◆ DIRECTION ◆
Update the rows below by replacing "return its coordinates" with "report its bounding box" wherever it appears. Leave everything else unchanged.

* * * * * * * * *

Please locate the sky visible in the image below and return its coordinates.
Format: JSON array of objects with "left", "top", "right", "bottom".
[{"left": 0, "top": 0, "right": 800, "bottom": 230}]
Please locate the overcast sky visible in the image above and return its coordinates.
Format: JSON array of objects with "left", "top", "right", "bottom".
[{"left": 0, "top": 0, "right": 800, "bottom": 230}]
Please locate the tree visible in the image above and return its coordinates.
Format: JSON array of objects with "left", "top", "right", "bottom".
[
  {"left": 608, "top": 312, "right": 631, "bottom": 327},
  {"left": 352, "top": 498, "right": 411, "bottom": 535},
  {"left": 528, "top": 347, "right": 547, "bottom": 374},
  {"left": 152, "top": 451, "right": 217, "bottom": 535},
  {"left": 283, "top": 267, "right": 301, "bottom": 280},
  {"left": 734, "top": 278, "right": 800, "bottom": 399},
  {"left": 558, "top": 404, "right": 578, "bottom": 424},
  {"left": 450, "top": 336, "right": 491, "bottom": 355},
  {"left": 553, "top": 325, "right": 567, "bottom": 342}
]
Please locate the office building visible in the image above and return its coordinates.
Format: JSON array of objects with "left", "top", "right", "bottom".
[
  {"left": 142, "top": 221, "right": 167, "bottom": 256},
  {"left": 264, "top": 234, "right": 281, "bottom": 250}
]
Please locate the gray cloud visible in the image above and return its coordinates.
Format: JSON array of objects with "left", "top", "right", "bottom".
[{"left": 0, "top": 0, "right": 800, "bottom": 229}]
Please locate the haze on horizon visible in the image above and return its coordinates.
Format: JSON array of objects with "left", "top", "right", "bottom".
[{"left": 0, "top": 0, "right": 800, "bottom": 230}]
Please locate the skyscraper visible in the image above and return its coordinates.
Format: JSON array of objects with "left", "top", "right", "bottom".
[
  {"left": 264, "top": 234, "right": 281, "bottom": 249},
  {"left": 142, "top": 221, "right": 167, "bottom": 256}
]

* * * * * * * * *

◆ SOLUTION TO THIS EXERCISE ◆
Please locate the sky visible in the image below and report its bounding box.
Format: JSON array of objects with "left", "top", "right", "bottom".
[{"left": 0, "top": 0, "right": 800, "bottom": 230}]
Please locate the overcast sky visible in the image above and report its bounding box.
Format: JSON array of objects with "left", "top", "right", "bottom".
[{"left": 0, "top": 0, "right": 800, "bottom": 230}]
Please locate the tree visible in the image above and report its bounding box.
Format: JSON array of objects with "left", "top", "right", "bottom".
[
  {"left": 608, "top": 312, "right": 631, "bottom": 327},
  {"left": 352, "top": 498, "right": 411, "bottom": 535},
  {"left": 528, "top": 347, "right": 547, "bottom": 374},
  {"left": 152, "top": 451, "right": 217, "bottom": 535},
  {"left": 283, "top": 267, "right": 301, "bottom": 280},
  {"left": 734, "top": 278, "right": 800, "bottom": 399},
  {"left": 558, "top": 404, "right": 578, "bottom": 424},
  {"left": 450, "top": 336, "right": 491, "bottom": 355},
  {"left": 553, "top": 325, "right": 567, "bottom": 342}
]
Please locate the office building visible in the image above and report its bounding box.
Format: JSON array of objects with "left", "top", "right", "bottom".
[
  {"left": 142, "top": 221, "right": 167, "bottom": 256},
  {"left": 264, "top": 234, "right": 281, "bottom": 250}
]
Please locate the gray cloud visible in the image above and report its bounding box.
Format: JSON array of objects with "left", "top", "right", "bottom".
[{"left": 0, "top": 0, "right": 800, "bottom": 229}]
Please locate the haze on horizon visible in the image above and report its bounding box.
Format: JSON array of objects with "left", "top", "right", "bottom".
[{"left": 0, "top": 0, "right": 800, "bottom": 230}]
Please locate the skyscraper visible in the image above and report its bounding box.
Format: JSON array of objects with "left", "top", "right", "bottom".
[
  {"left": 264, "top": 234, "right": 281, "bottom": 249},
  {"left": 142, "top": 221, "right": 167, "bottom": 256}
]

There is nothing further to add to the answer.